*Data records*

======

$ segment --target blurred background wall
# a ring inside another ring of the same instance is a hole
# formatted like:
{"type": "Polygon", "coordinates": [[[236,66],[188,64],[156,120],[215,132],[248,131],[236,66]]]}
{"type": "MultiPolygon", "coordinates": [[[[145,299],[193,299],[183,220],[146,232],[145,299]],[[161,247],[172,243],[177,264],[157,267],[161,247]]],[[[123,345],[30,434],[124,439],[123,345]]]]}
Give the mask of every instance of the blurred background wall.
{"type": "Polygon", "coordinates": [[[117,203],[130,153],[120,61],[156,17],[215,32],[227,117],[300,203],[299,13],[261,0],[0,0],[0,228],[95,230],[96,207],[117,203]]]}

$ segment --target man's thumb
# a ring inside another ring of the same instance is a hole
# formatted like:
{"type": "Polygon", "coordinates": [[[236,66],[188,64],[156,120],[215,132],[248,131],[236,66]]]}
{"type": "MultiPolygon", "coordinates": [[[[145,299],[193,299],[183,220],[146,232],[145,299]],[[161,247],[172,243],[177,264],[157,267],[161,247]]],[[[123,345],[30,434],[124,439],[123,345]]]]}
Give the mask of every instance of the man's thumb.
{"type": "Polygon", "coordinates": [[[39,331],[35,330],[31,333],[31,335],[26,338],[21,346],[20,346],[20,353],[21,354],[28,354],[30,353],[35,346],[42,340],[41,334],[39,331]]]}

======

Copy the items above word for word. Begin at the line that contains "--target man's thumb", and continue through the last line of the items.

$ segment --target man's thumb
# a ring inside another ring of the same instance is a hole
# formatted like:
{"type": "Polygon", "coordinates": [[[236,66],[188,64],[156,120],[215,132],[248,131],[236,66]]]}
{"type": "MultiPolygon", "coordinates": [[[[145,299],[193,299],[183,220],[146,232],[145,299]],[[161,247],[172,243],[177,264],[157,267],[161,247]]],[[[123,345],[30,434],[124,439],[123,345]]]]}
Give the mask of every instance of the man's thumb.
{"type": "Polygon", "coordinates": [[[39,331],[35,330],[31,333],[31,335],[26,338],[21,346],[20,346],[20,353],[21,354],[28,354],[30,353],[35,346],[42,340],[41,334],[39,331]]]}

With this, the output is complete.